## [BRIEF 1]
In the RCC-5 discussion, reproduce the passage from "Yes, this is" up to and including "claimed by ITIS.".
## [BRIEF 2]
Condense the paragraph of the RCC-5 discussion that begins "Yes, this is how I understand" into a shorter version that keeps its main points.

## [DOCUMENT TEXT]
Yes, by mechanics, I probably meant semantics. I appreciate your specific use of language.

The best way to think of RCC-5 is via some model consisting of a space (a set) of somethings, such that an RCC-5 region is just some subset of the space.

Yes, this is how I understand the idea of RCC-5 also. Perhaps this is where my misunderstanding of RCC-5 shows, because I agree with you, and I don't understand why RCC-5 usage in my examples don't make sense to you.

You don't have a region and can't use something with an RCC-5 relation unless you have said what points (individual organisms) you are talking about.

In my mind, the Animalia refers to a region of all taxa included in Animalia as claimed by ITIS.

So,

Abrocoma bennetti ! Animalia 

can be expanded to:

Abrocoma bennetti ! { ..., Homo sapiens, ..., Abrocoma bennettii, ... }  

with this, wouldn't you be able to say: Abrocoma bennettii < { ..., Homo sapiens, ..., Abrocoma bennettii, ... } ?

## [Saved entries]

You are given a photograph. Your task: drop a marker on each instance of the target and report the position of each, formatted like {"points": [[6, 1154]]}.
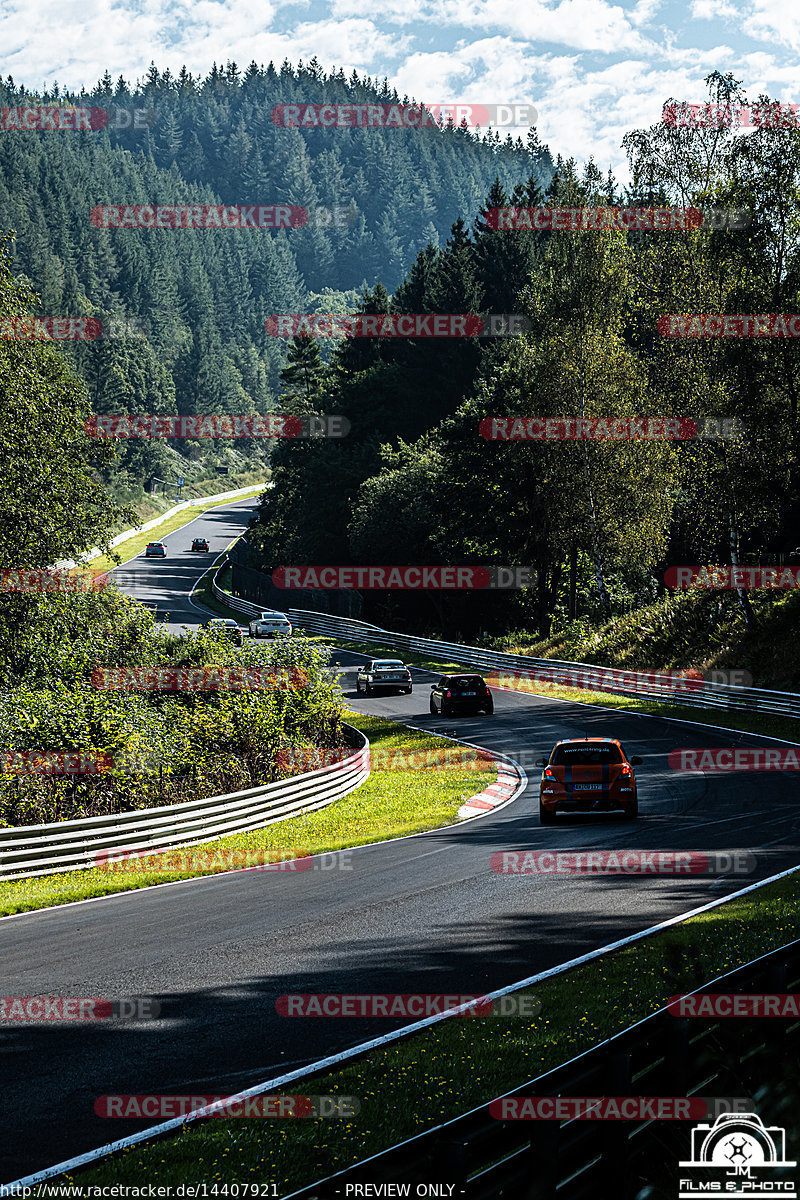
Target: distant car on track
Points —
{"points": [[461, 694], [588, 775], [226, 625], [384, 675], [270, 623]]}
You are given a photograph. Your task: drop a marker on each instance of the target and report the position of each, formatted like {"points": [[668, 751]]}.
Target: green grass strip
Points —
{"points": [[390, 804], [783, 727]]}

## [ANSWER AREA 1]
Yes, this is how I understand the idea of RCC-5 also. Perhaps this is where my misunderstanding of RCC-5 shows, because I agree with you, and I don't understand why RCC-5 usage in my examples don't make sense to you.

You don't have a region and can't use something with an RCC-5 relation unless you have said what points (individual organisms) you are talking about.

In my mind, the Animalia refers to a region of all taxa included in Animalia as claimed by ITIS.

## [ANSWER AREA 2]
I understand RCC-5 the same way. My misunderstanding may show here: I agree with you, yet I don't see why the RCC-5 usage in my examples doesn't make sense to you.